## Work to complete:
Once the line containing "Query: faded fresco" is located, output it and every line after it through the end of the records, exactly as written and nothing else.

##########

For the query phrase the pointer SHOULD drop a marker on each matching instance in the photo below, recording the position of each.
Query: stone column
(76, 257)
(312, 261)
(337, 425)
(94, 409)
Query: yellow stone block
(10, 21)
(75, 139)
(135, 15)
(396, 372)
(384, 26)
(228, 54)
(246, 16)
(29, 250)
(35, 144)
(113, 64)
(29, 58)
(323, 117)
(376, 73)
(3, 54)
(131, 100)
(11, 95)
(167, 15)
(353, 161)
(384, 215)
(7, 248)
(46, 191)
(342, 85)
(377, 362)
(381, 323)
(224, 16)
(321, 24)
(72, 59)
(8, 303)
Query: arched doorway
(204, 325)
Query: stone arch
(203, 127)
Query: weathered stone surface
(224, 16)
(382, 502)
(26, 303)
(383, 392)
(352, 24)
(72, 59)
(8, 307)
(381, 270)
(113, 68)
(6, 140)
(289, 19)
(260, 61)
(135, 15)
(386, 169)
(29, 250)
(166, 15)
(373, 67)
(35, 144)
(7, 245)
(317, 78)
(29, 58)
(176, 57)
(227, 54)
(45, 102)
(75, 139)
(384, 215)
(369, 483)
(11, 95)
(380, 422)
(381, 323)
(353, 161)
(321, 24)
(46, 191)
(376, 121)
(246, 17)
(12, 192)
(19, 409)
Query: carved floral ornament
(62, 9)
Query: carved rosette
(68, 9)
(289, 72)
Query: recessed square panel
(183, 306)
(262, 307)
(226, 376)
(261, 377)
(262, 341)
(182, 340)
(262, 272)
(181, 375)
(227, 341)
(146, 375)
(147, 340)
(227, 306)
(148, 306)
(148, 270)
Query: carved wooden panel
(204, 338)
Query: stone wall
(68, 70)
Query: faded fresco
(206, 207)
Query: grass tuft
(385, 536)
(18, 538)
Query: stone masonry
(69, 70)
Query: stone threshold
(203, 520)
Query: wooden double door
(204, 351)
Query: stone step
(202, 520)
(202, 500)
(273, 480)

##########

## Answer space:
Query: faded fresco
(206, 207)
Query: grass tuft
(385, 536)
(18, 538)
Query: stone masonry
(69, 70)
Query: stone threshold
(203, 520)
Query: wooden double door
(204, 351)
Query: stone step
(202, 520)
(202, 500)
(273, 480)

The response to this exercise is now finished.